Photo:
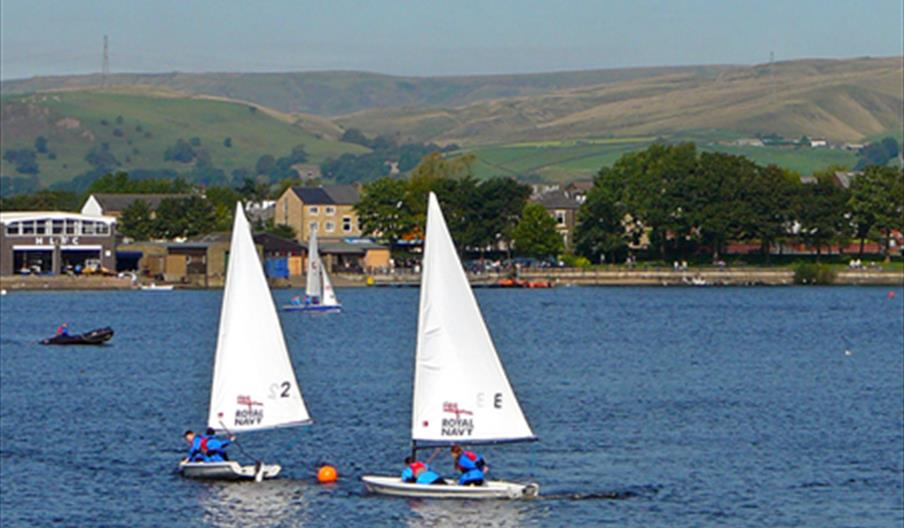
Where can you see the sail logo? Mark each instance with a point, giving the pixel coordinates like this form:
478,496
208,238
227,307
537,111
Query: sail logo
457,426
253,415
==================================================
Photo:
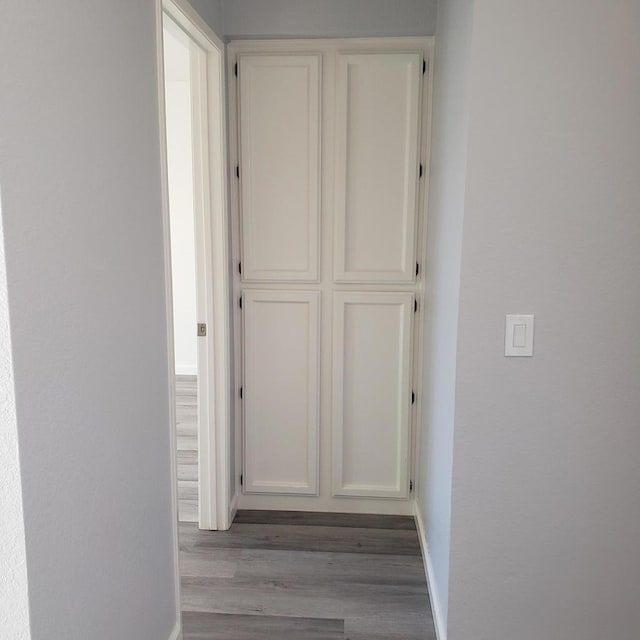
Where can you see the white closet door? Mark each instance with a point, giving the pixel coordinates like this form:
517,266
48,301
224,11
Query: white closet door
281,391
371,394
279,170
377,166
==================================================
• [Requirement]
Each line of the data in which the string "giving" appears needs to be copied.

• [Answer to this task]
Where can you see the sail logo? Mark each instance with a point, giving the pixel coordinates like this form:
Where can you see the white closet door? Mark each instance with a point, giving the pixel coordinates like this form:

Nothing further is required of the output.